Pointing and labeling entries
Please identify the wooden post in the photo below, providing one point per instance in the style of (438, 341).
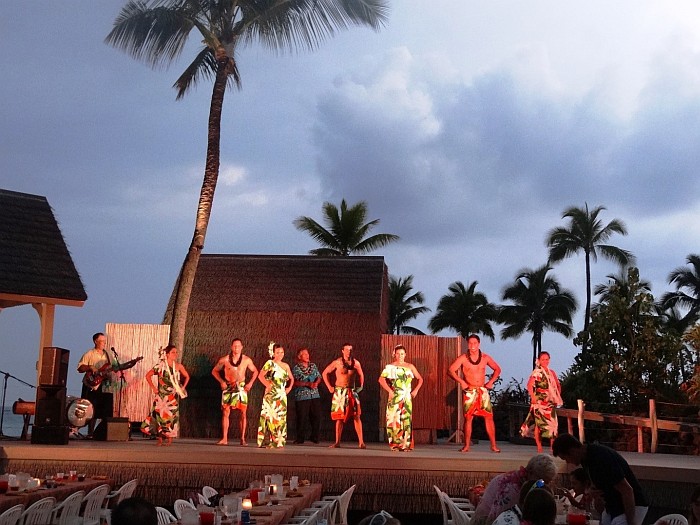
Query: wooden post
(581, 409)
(654, 426)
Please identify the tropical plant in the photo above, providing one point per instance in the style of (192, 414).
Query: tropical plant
(630, 358)
(156, 32)
(404, 306)
(586, 233)
(539, 304)
(687, 294)
(346, 231)
(465, 311)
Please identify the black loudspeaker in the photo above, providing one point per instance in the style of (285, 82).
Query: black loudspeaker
(50, 406)
(54, 366)
(112, 429)
(50, 435)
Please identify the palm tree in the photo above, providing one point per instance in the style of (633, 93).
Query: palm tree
(465, 311)
(540, 303)
(687, 294)
(156, 32)
(404, 306)
(618, 285)
(345, 232)
(586, 233)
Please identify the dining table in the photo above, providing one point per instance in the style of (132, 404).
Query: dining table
(61, 491)
(267, 513)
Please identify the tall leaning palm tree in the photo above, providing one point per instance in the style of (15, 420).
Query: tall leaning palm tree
(156, 32)
(539, 304)
(586, 233)
(465, 311)
(404, 305)
(687, 294)
(346, 231)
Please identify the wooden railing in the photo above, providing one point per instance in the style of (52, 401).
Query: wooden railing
(652, 422)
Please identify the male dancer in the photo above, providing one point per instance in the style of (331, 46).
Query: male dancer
(346, 402)
(234, 389)
(475, 391)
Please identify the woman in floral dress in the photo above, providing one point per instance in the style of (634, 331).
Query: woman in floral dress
(163, 422)
(396, 379)
(278, 380)
(545, 396)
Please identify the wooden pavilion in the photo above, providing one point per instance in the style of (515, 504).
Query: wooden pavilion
(36, 267)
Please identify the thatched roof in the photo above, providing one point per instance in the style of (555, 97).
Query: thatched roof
(34, 260)
(288, 283)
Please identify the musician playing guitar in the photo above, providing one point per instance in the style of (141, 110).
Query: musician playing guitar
(93, 365)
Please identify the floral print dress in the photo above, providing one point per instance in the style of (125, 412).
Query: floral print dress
(272, 429)
(543, 413)
(164, 420)
(399, 409)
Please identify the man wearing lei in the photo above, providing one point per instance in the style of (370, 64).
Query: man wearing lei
(346, 401)
(234, 389)
(475, 389)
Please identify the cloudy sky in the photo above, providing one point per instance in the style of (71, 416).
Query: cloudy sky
(467, 127)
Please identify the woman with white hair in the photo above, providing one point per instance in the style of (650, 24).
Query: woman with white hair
(502, 491)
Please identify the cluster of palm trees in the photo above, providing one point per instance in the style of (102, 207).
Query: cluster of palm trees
(534, 303)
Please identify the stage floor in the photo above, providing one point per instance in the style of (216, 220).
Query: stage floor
(398, 481)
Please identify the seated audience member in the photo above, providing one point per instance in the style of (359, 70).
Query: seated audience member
(539, 507)
(694, 514)
(135, 511)
(503, 490)
(380, 518)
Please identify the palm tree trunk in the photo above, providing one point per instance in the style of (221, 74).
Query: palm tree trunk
(188, 271)
(587, 319)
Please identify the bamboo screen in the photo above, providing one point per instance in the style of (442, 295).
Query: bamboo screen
(132, 341)
(437, 404)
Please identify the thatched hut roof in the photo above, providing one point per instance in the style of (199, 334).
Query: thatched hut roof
(35, 263)
(297, 300)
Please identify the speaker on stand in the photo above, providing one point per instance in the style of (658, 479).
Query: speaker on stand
(50, 426)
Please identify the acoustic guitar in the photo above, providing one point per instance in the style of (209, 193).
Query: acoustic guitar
(93, 380)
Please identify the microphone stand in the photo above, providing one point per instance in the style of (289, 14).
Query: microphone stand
(122, 381)
(4, 393)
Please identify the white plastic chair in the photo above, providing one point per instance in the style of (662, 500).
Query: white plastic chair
(11, 516)
(209, 492)
(115, 497)
(457, 515)
(672, 519)
(342, 502)
(68, 511)
(164, 516)
(38, 513)
(182, 504)
(462, 503)
(92, 502)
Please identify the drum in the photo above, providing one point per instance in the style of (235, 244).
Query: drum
(79, 411)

Work to do - Transcribe every record above exactly as written, leaving out any pictures.

Reply -
Please identify the wooden post in the photo below, providing one point per instance in the style of (438, 341).
Query: wooden post
(581, 409)
(654, 426)
Please identify the tropical plant in the photo above, providing one point per instance in the style of (192, 414).
Query: tropical plant
(630, 358)
(156, 32)
(404, 306)
(586, 233)
(539, 304)
(687, 294)
(346, 231)
(465, 311)
Please identify the black loudspeaker in the photo above, providing one point per instance in the style of (285, 82).
Query: black loudspeaker
(50, 406)
(54, 366)
(112, 429)
(50, 435)
Please identify the palm tree in the photo above, providing one point per instance in the style of (633, 93).
Query: palm tree
(465, 311)
(540, 303)
(687, 294)
(156, 32)
(404, 306)
(618, 285)
(345, 232)
(586, 233)
Please identify the dining table in the photo above, providing one point per instance in the style of (132, 404).
Query: dining table
(61, 491)
(267, 513)
Please identify the tall leaning palm tree in the photo above, providing one point per instance in the style of (15, 420).
Query: tall leaning palm tree
(156, 32)
(539, 304)
(586, 233)
(465, 311)
(404, 305)
(687, 294)
(346, 231)
Please identify the wooden railing in the photo above, providing one point per instance in the style of (52, 401).
Query: wooden railing
(652, 422)
Please identify the male dancer in the photo above, providing one point per instance in the style of (331, 46).
Query: male dancer
(346, 402)
(234, 389)
(475, 391)
Please identify the woman in floral dress in the photo above, providing one point per instance in the style of (634, 331).
Query: woman in floral dress
(163, 422)
(396, 379)
(278, 380)
(545, 396)
Please identify the wooden pavilion in the photo above, providing one point per instance in the style of (515, 504).
Query: wooden pavilion
(36, 267)
Please identify the thatched roof in the photo above, providing one point per instance in the style of (555, 97).
Query: thatched roof
(34, 260)
(288, 283)
Please identify the musician playing guitar in the photo above, providing one point per instance in the style of (141, 110).
Query: musician playing guitar
(93, 365)
Please identify the floral print dress in the photo above, providing one point per instance in the style of (125, 412).
Query: floral print dress
(272, 429)
(543, 413)
(164, 420)
(399, 409)
Please identify the man wearing lei in the photo above, providing one point per instance in the style of (370, 64).
Query: man wearing lei
(346, 401)
(234, 389)
(475, 389)
Please identify the cloudy sky in the photo above, providing one point per instance in the style of (71, 416).
Query: cloudy sky
(467, 127)
Please identify the woman with white hair in the photo above, providing one point per instance in the style of (650, 24).
Query: woman with white hair
(502, 491)
Please identify the cluster of palm trees in the photo above, providing one point per instance in the style of (102, 207).
Query: cluster of palm trees
(534, 303)
Please identify the stage floor in the photo above, providing one point per instance in the style of (216, 220).
Query: stage floor
(398, 481)
Please identify the seated audience member in the photo above, providing one point per instance in the style of (359, 70).
Query: seated audience member
(539, 507)
(694, 514)
(135, 511)
(503, 490)
(380, 518)
Please identify the palm tree trunk in the photo above, providing one point per instance in the style of (221, 74).
Query: palm tree trunk
(188, 271)
(587, 319)
Please identify the bamboo screen in the photo above, providing one point per instance in the style of (442, 295).
Query: bamboo screen
(132, 341)
(437, 404)
Please identify the thatched hut roof in the photo above, providing one point per instance in the style of (199, 334).
Query: thatched hut roof
(35, 263)
(297, 300)
Please identify the speaker on stand in the photo above, providing one point per instance in the style of (658, 479).
Query: speaker on stand
(50, 426)
Please identify the acoustic guitar in the photo above, providing one point per instance in the style of (209, 193).
Query: acoustic guitar
(93, 380)
Please identify the microphone stand in the photo above, providing one point per instance in the style of (289, 14).
Query: microphone stand
(122, 381)
(4, 393)
Please identify the white plastic chair in the photo above, providing one point per instance in the style of (662, 500).
Query: white plastic chair
(11, 516)
(209, 492)
(115, 497)
(457, 515)
(672, 519)
(342, 502)
(68, 511)
(164, 516)
(38, 513)
(182, 504)
(462, 503)
(92, 502)
Please identify the drum in the photo above, providing one point per instance in the style of (235, 244).
Query: drum
(79, 411)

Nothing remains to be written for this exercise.